Work item: Keeping pictures out of the copy, restate each record word for word.
-- Data supplied follows --
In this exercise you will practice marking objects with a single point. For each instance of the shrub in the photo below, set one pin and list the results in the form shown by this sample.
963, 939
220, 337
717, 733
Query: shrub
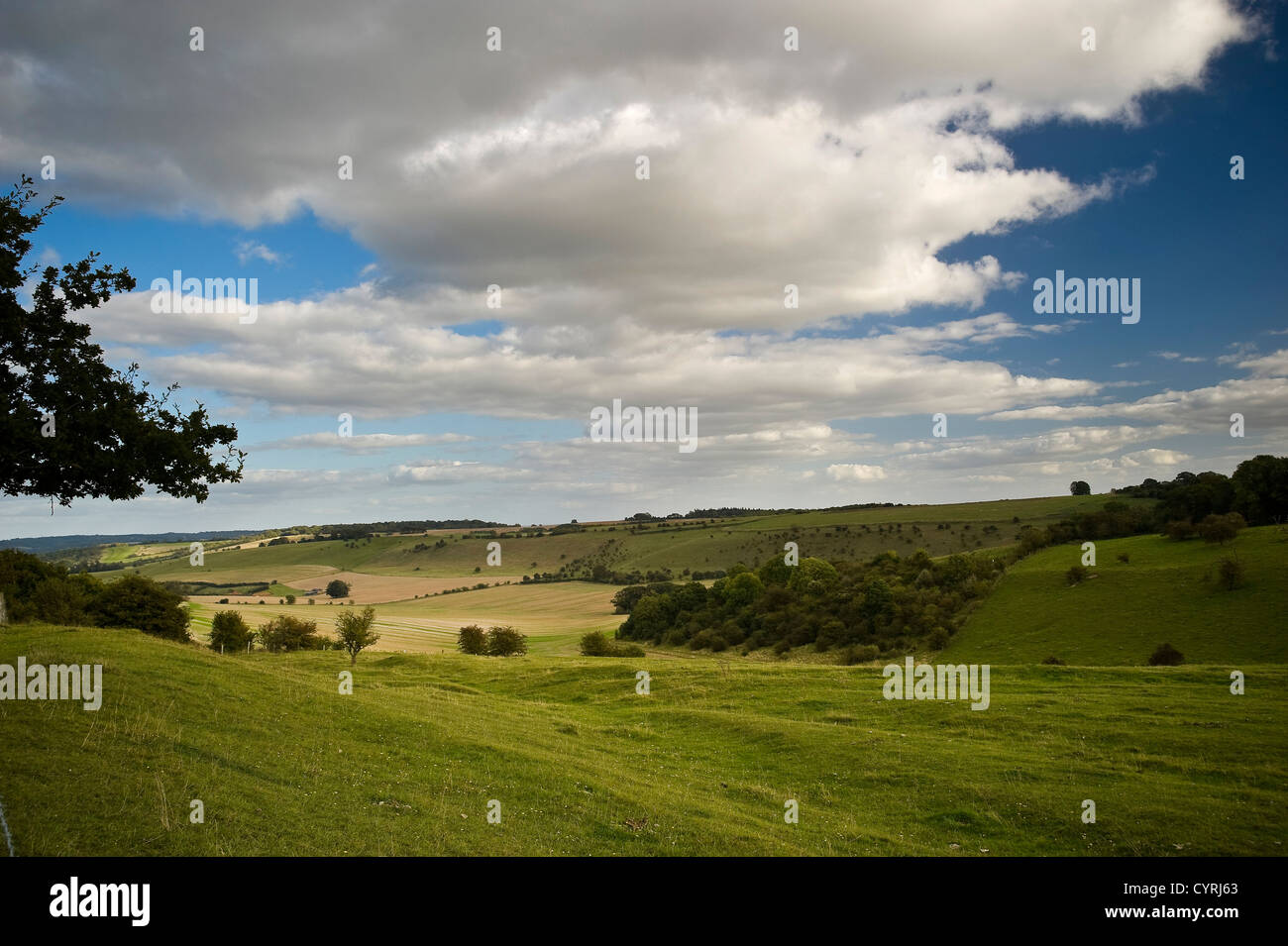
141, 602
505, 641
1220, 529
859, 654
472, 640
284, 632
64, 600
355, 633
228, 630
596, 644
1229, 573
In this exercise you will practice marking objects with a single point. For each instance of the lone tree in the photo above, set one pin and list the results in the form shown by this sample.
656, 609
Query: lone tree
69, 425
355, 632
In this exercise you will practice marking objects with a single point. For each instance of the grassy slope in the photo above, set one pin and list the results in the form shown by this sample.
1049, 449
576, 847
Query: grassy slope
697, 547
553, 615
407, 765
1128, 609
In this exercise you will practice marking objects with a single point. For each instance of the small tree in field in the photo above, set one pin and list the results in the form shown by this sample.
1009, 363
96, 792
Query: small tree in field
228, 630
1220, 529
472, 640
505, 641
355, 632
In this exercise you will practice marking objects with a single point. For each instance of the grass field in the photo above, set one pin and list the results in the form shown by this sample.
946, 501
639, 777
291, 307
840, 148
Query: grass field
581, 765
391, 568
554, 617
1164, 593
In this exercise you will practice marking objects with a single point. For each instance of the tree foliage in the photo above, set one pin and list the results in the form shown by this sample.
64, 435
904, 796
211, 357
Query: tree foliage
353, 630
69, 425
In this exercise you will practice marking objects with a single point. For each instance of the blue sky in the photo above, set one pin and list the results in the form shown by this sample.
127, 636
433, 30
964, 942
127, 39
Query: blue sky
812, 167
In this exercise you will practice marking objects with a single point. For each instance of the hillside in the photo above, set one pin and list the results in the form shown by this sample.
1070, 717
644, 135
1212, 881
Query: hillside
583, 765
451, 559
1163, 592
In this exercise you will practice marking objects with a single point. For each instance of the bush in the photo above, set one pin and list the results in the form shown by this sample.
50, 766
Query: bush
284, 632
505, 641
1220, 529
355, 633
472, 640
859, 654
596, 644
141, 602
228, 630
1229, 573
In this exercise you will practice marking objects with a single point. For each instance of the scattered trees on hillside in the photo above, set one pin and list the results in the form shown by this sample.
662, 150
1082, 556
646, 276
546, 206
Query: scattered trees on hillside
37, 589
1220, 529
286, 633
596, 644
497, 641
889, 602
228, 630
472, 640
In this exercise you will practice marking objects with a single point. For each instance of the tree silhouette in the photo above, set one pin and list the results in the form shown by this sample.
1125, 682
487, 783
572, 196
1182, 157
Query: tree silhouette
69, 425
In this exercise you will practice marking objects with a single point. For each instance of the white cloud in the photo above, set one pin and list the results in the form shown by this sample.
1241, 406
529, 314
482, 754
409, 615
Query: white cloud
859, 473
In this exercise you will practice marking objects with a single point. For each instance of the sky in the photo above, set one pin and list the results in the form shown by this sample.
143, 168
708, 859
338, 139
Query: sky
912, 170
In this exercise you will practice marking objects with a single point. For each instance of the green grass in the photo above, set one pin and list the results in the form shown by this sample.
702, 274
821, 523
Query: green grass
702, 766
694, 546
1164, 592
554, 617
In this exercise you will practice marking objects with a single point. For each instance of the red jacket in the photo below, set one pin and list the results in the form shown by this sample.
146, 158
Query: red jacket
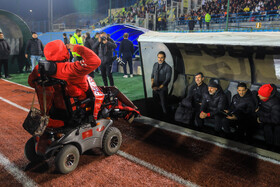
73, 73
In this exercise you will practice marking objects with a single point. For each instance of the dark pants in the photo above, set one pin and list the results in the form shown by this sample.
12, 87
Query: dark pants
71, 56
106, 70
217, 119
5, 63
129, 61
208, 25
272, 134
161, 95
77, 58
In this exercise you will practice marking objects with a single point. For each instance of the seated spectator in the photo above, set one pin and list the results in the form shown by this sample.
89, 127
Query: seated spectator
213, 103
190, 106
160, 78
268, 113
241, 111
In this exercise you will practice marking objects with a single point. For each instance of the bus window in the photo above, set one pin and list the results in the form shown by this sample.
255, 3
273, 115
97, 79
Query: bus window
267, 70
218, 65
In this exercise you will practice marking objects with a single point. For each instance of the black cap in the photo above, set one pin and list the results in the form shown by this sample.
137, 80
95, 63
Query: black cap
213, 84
-- Data supplied concluded --
Written answer:
In this exercise you will practice marking objects with a single point. For each instance of the shrub in the photo below, set one pin and list the results in the form shown by this sample.
963, 939
220, 337
717, 733
Query: shrub
141, 602
505, 641
1220, 529
859, 654
472, 640
284, 632
64, 600
355, 633
228, 630
596, 644
1229, 573
In this exercise you will practice marking objects with a single point. For each instance of the lone tree in the photo above, set one pin and list the results in the form shown by this sample.
656, 609
Query: lone tree
69, 425
355, 632
In this exercise you will practice marking objects with a single point. For each instance of the grassy slope in the photo above, set one pin and list the results in the form shown by this sample.
1049, 449
576, 847
Query: grassy slope
697, 547
553, 615
407, 765
1128, 609
In this exercise you will practice marking objects with a single point. For each instance of the small tree in field in the photo above, set one pin and list the results in the form shown by this sample.
1009, 363
96, 792
Query: small tree in field
228, 630
1220, 529
472, 640
505, 641
355, 632
In this exercise you will practice marking objects with a single point. For each instance of the grass field in the photo above, set one pin and list the results in the form shown by this sample.
946, 501
639, 777
291, 307
840, 148
Query: grass field
581, 765
391, 568
554, 617
1164, 593
In this exercise you will practice marking objects with a single point. For each instance of the tree foliage in the photo above, set one pin and list the results in the form shown by this sample.
64, 435
904, 796
211, 357
Query: tree foliage
353, 630
69, 425
In this exercise you will practice marking objects with a single point. For each instance of the blue sky in the photo above, set one pin and list the results in the form shown by this sample.
127, 636
433, 30
964, 942
127, 39
Query: blue sky
812, 167
In this exercise you will practice marking objects with a single point. For each instance of the hillside in the photo above, set one pin and list the results in the form shown by this sample.
1070, 717
644, 135
1212, 881
Query: hillside
583, 765
451, 559
1163, 592
In this exercise you will practice marking objects with a single point. For each instance of the bush in the photo above, set one pin and list the results in the form shown by this sample.
50, 766
Query: bush
284, 632
505, 641
1220, 529
355, 633
472, 640
859, 654
596, 644
141, 602
228, 630
1229, 573
In this exercise you will practice marking objects with a single point. For each instance of the scattered trees on hillside in the photo above, set one pin and list the results in the form shown by this sample.
662, 150
1082, 556
646, 276
546, 206
Query: scattered trees on hillside
37, 589
1220, 529
286, 633
596, 644
497, 641
889, 602
228, 630
472, 640
In this exercise you will practice marking objects with a single point. For each instance of the tree silhouette in the photo above, set one pin and list the results in the form shown by this sample.
1125, 682
487, 783
572, 196
1182, 157
Query: tree silhouette
69, 425
In this exercise you will practice marking objects with a single point. For each instance of the white cloud in the photo above, set one pin and list the results in the form shown by this sample.
1241, 406
529, 314
482, 754
409, 615
Query: white cloud
859, 473
In this exercise you will practice marking objects with a single point. For each instance of the sky in the photo above, set one pin and list the results in the form shown by this sample.
143, 168
708, 859
338, 139
Query: sky
912, 170
In this exercise you will practice marking objects with a single point. For each instance of the green grass in the photo above, set one pin and list the results in the form shown by this sample.
702, 274
821, 523
Query: green grass
702, 766
694, 546
1164, 592
554, 617
In this exercise you will practice marking objects with a single point. For each instance of the red jacket in the photo below, set one pin and list the results in the form shown by this sample.
146, 158
Query: red jacket
73, 73
In this exercise you will practice marking objects with a single point. For each instance of the dark pants in the photo above, set one pin and list the results in the form shown by this sample.
12, 87
Query: dark pants
71, 56
106, 70
217, 119
5, 63
129, 61
208, 25
272, 134
161, 95
77, 58
In this exercise you will practice marking objects with a single point. For each instance of the seated spectator in the photo above, set one pin and list the results in the form shown by this sample.
89, 127
Query: seated spectator
213, 103
190, 106
160, 78
268, 113
241, 111
In this exercise you will practice marking objects with a single point. For each instance of the bus window in the photo above, set one pin and list the results in the form shown by this sample.
255, 3
273, 115
97, 79
Query: bus window
267, 70
218, 65
In this exercise you will practice marking objects with a single point. For each instance of the black cap in the photo above, set one pin and list the results in the form shown by this sample.
137, 80
95, 63
Query: black cap
213, 84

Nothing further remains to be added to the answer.